══ Record excerpts

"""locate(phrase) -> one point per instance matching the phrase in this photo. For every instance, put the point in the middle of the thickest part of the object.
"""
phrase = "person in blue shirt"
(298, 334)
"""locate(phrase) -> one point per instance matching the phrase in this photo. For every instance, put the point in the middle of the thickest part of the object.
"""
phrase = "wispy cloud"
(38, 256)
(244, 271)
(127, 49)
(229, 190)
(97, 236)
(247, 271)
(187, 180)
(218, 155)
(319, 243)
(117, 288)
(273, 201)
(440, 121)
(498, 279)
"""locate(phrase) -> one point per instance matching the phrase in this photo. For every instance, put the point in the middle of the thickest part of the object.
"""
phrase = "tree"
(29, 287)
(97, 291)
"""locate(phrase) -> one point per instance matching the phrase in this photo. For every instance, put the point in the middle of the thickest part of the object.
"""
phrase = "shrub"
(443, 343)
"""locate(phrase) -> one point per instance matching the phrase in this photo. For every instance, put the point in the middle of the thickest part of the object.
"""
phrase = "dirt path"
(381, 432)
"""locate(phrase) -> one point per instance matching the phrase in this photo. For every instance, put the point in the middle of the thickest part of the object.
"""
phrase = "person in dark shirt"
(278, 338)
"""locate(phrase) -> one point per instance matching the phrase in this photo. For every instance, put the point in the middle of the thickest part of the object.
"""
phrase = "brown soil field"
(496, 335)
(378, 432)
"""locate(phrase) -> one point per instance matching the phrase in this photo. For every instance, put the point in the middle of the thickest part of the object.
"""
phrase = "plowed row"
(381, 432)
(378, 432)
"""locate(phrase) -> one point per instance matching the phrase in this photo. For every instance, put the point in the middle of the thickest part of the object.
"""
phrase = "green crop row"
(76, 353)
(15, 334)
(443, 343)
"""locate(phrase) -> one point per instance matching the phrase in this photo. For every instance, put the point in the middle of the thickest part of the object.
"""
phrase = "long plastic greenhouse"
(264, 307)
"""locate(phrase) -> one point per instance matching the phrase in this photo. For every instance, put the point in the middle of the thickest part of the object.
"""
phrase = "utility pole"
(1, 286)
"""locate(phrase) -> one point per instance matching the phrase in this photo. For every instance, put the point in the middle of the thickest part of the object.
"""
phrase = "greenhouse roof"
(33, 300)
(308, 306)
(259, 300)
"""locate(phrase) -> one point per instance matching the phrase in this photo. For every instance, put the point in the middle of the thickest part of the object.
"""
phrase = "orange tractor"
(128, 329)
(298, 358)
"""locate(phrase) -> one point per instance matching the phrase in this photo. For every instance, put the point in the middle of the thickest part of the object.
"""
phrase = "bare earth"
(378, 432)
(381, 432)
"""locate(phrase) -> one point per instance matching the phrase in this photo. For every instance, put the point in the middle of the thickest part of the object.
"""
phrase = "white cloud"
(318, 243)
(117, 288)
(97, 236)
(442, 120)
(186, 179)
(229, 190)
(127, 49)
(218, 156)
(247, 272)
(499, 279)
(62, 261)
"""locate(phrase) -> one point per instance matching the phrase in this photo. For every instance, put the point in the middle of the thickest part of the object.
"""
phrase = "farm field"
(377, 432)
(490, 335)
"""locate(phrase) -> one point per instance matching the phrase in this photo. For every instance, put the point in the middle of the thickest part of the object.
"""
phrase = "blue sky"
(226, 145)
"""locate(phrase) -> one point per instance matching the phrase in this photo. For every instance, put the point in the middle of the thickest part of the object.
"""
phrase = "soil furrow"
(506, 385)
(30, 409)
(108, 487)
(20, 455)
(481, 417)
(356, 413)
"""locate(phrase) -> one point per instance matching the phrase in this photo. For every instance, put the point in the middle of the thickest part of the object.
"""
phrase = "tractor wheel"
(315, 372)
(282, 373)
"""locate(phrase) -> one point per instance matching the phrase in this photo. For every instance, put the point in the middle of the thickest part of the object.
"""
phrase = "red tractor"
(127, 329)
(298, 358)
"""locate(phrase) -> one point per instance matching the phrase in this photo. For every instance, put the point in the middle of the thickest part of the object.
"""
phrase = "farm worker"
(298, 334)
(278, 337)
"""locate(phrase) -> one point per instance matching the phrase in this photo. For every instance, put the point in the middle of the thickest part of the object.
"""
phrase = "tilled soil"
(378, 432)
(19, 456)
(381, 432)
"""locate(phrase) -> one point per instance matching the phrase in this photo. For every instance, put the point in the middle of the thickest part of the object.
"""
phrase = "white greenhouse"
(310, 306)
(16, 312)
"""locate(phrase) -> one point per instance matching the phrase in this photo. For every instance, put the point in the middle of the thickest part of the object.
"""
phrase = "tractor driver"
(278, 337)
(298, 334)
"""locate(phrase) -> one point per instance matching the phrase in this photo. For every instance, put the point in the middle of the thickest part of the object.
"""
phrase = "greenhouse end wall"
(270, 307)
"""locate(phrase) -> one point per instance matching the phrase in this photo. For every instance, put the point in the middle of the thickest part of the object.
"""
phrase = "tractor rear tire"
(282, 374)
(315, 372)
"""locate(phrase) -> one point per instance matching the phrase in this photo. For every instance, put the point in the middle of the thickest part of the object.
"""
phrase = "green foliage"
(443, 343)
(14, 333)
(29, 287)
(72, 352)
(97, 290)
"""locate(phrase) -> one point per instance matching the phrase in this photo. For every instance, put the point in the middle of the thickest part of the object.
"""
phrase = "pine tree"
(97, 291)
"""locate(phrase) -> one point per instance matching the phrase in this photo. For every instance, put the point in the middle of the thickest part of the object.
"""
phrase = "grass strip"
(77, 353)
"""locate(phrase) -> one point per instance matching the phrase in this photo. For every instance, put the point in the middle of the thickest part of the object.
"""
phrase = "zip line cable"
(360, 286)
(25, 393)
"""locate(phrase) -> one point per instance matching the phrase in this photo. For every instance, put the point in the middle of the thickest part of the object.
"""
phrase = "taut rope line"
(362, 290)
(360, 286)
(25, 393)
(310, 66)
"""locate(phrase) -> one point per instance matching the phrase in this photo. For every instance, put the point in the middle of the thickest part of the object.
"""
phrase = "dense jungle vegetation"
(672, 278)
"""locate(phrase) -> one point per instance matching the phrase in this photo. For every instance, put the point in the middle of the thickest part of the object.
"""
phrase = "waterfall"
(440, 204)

════

The full set of records above is to be printed again verbatim.

### Output of the task
"""locate(phrase) -> one point per instance matching the phrase in this photo. For every instance, put the point in the middle of the thickest part of the object.
"""
phrase = "person in blue shirt"
(298, 334)
"""locate(phrase) -> one point per instance matching the phrase in this photo. For every instance, put the point in the middle of the thickest part of the object.
"""
phrase = "wispy cloud"
(38, 256)
(244, 271)
(127, 49)
(229, 190)
(97, 236)
(247, 271)
(187, 180)
(218, 155)
(319, 243)
(117, 288)
(273, 201)
(440, 121)
(498, 279)
"""locate(phrase) -> one point per instance matching the phrase in this photo. For every instance, put the point in the middle of the thickest part of the object.
"""
phrase = "tree"
(29, 287)
(97, 291)
"""locate(phrase) -> one point per instance matching the phrase in this photo. For every instance, put the point in the middle of the thickest part of the object.
"""
phrase = "shrub"
(443, 343)
"""locate(phrase) -> one point per instance matching the phrase in this photo. For every instance, put the point in the middle of the thickest part of the object.
"""
phrase = "dirt path"
(381, 432)
"""locate(phrase) -> one point per instance matching the phrase in this photo. For every instance, put the point in the middle of the thickest part of the object.
"""
phrase = "person in dark shirt"
(278, 338)
"""locate(phrase) -> one point per instance matching the phrase in this photo. For every instance, put the point in the middle of the thickest part of the object.
"""
phrase = "brown soil field"
(496, 335)
(378, 432)
"""locate(phrase) -> one point per instance matching the phrase in this photo. For every instance, put the point in the middle of the thickest part of the object.
"""
phrase = "plowed row"
(381, 432)
(378, 432)
"""locate(phrase) -> one point per instance matching the phrase in this photo. For every instance, put the point in the middle of the thickest part of the object.
"""
phrase = "green crop row"
(76, 353)
(15, 334)
(443, 343)
"""locate(phrase) -> one point per instance matching the phrase in this photo. For every instance, put the point in the middle of the thickest part of the object.
"""
phrase = "long plastic greenhouse"
(264, 307)
"""locate(phrase) -> one point per instance matching the phrase in this photo. For every instance, put the point in the middle of the thickest part of the object.
"""
phrase = "utility pole"
(1, 286)
"""locate(phrase) -> one point per instance matching the phrase in this photo. For every instance, put the point in the middle of the thickest part of the object.
"""
phrase = "greenhouse roof"
(33, 300)
(308, 306)
(259, 300)
"""locate(phrase) -> one point per instance matching the phrase in this photo. For every instance, put the point in the middle of the thickest part of the object.
"""
phrase = "orange tractor"
(128, 329)
(298, 358)
"""locate(phrase) -> one point per instance matching the phrase in this photo. For every instance, put the point in the middle of the thickest part of the object.
"""
phrase = "bare earth"
(378, 432)
(381, 432)
"""locate(phrase) -> one point per instance matching the phrase in this photo. For every instance, put the point in the middle of the thickest part of the object.
"""
phrase = "white cloud"
(318, 243)
(117, 288)
(97, 236)
(442, 120)
(186, 179)
(229, 190)
(127, 49)
(218, 156)
(247, 272)
(499, 279)
(62, 261)
"""locate(phrase) -> one point per instance matching the phrase in this photo. For every instance, put the point in the middle of the thickest part of the object.
"""
phrase = "farm field"
(377, 432)
(490, 335)
"""locate(phrase) -> one point per instance matching the phrase in this photo. For every instance, put the point in the middle of the thickest part of the object.
"""
phrase = "blue sky"
(226, 145)
"""locate(phrase) -> one point per instance matching the phrase in this photo. For every instance, put the point in the middle of the thickest part of the object.
"""
phrase = "soil furrow"
(506, 385)
(30, 409)
(108, 487)
(20, 455)
(481, 417)
(356, 413)
"""locate(phrase) -> one point per instance matching the phrase in this photo. For every instance, put the point in the middle of the thickest part of the object.
"""
phrase = "tractor wheel"
(315, 372)
(282, 373)
"""locate(phrase) -> one point per instance matching the phrase in this photo. For every instance, put the point in the middle of the thickest part of the object.
"""
phrase = "red tractor"
(127, 329)
(298, 358)
"""locate(phrase) -> one point per instance matching the phrase in this photo. For every instance, put the point in the middle of the thickest part of the object.
"""
phrase = "farm worker"
(298, 334)
(278, 337)
"""locate(phrase) -> one point per instance matching the phrase in this photo. For every instance, put the point in the middle of the thickest part of the object.
"""
phrase = "tilled soil"
(378, 432)
(19, 456)
(381, 432)
"""locate(phrase) -> one point per instance matching the phrase in this photo. For every instance, put the point in the middle of the thickest part of the object.
"""
phrase = "white greenhouse"
(310, 306)
(16, 312)
"""locate(phrase) -> one point per instance matching the phrase in this photo. For every instance, put the point in the middle of the thickest part of the object.
"""
phrase = "tractor driver"
(278, 337)
(298, 334)
"""locate(phrase) -> one point per instance matching the phrase in this photo. For every instance, put the point in the middle of the thickest part of the object.
"""
phrase = "greenhouse end wall"
(270, 307)
"""locate(phrase) -> one point per instance matching the phrase in this photo. For every instance, put the point in the middle of the thickest part of the object.
"""
phrase = "tractor rear tire"
(282, 374)
(315, 372)
"""locate(phrase) -> one point per instance matching the phrase in this photo. For every instance, put the point in the middle of the thickest part of the object.
"""
phrase = "green foliage"
(443, 343)
(14, 333)
(29, 287)
(72, 352)
(97, 290)
"""locate(phrase) -> one point per instance matching the phrase in this photo. For every instance, put the point in the middle of the thickest part of the object.
"""
phrase = "pine tree"
(97, 291)
"""locate(phrase) -> one point per instance matching the phrase in this photo. For every instance, put the point in the middle of the thickest part of the object.
"""
phrase = "grass strip"
(77, 353)
"""locate(phrase) -> one point per instance matching the phrase in this photo. For every instance, put the point in the middle of the thickest part of the object.
"""
phrase = "zip line cable"
(360, 286)
(25, 393)
"""locate(phrase) -> one point per instance matching the phrase in this photo. For every instance, put the point in the middle of the thickest part of the object.
"""
phrase = "taut rope line"
(362, 290)
(360, 286)
(25, 393)
(310, 66)
"""locate(phrase) -> one point per instance matching the phrase in this photo. For every instance, put the point in the middle of the thickest part of the object.
"""
phrase = "dense jungle vegetation"
(672, 278)
"""locate(phrase) -> one point per instance matching the phrase in this photo. For every instance, put the point in the middle of the thickest part of the object.
"""
phrase = "waterfall"
(440, 204)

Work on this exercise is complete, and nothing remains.